● GOAL OF THE EXERCISE
Set down every record once more, exactly as given.

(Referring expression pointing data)
Start of Block
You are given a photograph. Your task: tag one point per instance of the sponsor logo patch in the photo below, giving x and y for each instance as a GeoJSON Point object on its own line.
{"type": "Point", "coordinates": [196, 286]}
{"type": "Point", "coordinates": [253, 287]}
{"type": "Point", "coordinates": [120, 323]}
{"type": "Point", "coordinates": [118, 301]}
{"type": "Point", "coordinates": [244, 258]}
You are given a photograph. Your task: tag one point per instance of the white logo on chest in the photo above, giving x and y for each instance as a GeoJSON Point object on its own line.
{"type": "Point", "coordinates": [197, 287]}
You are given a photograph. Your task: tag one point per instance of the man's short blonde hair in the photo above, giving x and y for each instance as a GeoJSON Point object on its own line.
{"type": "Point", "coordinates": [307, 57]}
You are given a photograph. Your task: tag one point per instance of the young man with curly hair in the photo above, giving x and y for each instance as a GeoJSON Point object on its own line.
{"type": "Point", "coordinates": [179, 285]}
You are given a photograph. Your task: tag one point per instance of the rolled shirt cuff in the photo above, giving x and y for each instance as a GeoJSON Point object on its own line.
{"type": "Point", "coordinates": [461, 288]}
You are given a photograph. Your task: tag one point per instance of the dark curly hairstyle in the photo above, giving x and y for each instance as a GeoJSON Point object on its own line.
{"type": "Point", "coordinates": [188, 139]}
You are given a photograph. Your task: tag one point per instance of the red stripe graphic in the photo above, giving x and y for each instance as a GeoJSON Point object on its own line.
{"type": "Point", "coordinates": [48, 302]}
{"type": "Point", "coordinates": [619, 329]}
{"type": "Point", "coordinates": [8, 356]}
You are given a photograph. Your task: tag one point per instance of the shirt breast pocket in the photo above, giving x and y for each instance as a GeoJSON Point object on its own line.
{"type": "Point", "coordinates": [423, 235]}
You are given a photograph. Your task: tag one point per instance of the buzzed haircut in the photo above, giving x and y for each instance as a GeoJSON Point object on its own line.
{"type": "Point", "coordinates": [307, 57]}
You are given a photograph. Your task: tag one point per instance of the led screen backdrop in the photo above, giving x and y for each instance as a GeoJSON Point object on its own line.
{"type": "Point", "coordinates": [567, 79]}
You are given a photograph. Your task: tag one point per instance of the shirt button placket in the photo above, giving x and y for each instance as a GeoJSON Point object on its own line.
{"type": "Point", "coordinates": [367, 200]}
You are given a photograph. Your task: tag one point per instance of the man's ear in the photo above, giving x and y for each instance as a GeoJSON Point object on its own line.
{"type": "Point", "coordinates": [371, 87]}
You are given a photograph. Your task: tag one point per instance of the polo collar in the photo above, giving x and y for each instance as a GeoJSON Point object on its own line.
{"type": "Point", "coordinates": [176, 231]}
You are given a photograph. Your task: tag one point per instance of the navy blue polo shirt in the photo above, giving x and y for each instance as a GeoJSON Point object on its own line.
End of Block
● RESULT OF THIS EXERCISE
You are given a photograph. Your task: tag one point per instance of the sponsor logo patch in the photo below, giving x and y for each instance as a GeoJSON Point object on its own line.
{"type": "Point", "coordinates": [196, 286]}
{"type": "Point", "coordinates": [253, 287]}
{"type": "Point", "coordinates": [120, 323]}
{"type": "Point", "coordinates": [118, 301]}
{"type": "Point", "coordinates": [244, 258]}
You are given a photograph. Your task: tag one point per instance of the white logo on chest in the photo above, giving x and y for each instance as a GeoJSON Point object on its own line.
{"type": "Point", "coordinates": [197, 287]}
You are given a photograph. Your task: tag one point per instance of the man's short blonde hair in the photo above, giving x and y for each instance as a GeoJSON Point object on its own line.
{"type": "Point", "coordinates": [307, 57]}
You are given a photograph. Your task: tag one point per instance of the young man with curly hair in the photo above, giving x and y for each instance as a GeoJSON Point object on its own line.
{"type": "Point", "coordinates": [179, 285]}
You are given a photograph. Your task: tag one point per instance of the rolled shirt cuff in the photo above, giving x and y for each instance as a GeoJSON Point object on its own line.
{"type": "Point", "coordinates": [461, 288]}
You are given a photograph. Your task: tag one point per instance of the dark curly hairstyle in the photo above, giving x and y for each instance as a GeoJSON Point object on its own line.
{"type": "Point", "coordinates": [188, 139]}
You are given a photograph. Your task: tag one point per instance of the red stripe graphic in the photo above, giving x and y for each instance as a GeoJSON Point object on its own line.
{"type": "Point", "coordinates": [48, 302]}
{"type": "Point", "coordinates": [619, 329]}
{"type": "Point", "coordinates": [8, 356]}
You are given a photograph. Your task: tag one point per instance of the shirt breast pocket in the photo above, giving x and y for each instance as a GeoJSON Point object on its own line.
{"type": "Point", "coordinates": [423, 235]}
You are given a photograph. Your task: tag one point per instance of the buzzed haircut in the photo above, giving x and y for each instance as a GeoJSON Point object on its own line.
{"type": "Point", "coordinates": [307, 57]}
You are given a photograph. Your task: tag one point per instance of the led screen backdrop in the photo above, giving x and y for each instance as a GeoJSON Point object on its own line.
{"type": "Point", "coordinates": [567, 79]}
You are given a photograph. Your task: tag one point per instance of the shirt button placket in the photo above, giving x and y for each instance as a GeoJSON Point object on its own line.
{"type": "Point", "coordinates": [367, 200]}
You are given a photograph. Your task: tag one point per instance of the man's ear in the photo above, giving x and y for each instance as a GeoJSON Point object on its own line.
{"type": "Point", "coordinates": [371, 87]}
You are given a photograph. Your task: tag one point per instance of the polo collar in the photo above, giving x and y for each instance as a GeoJSON Point object on its own line.
{"type": "Point", "coordinates": [176, 231]}
You are given a photograph. Your task: tag one point per instance of the navy blue polo shirt in the photo above, giving x and y for each instance as a GeoJSON Point object on its own line.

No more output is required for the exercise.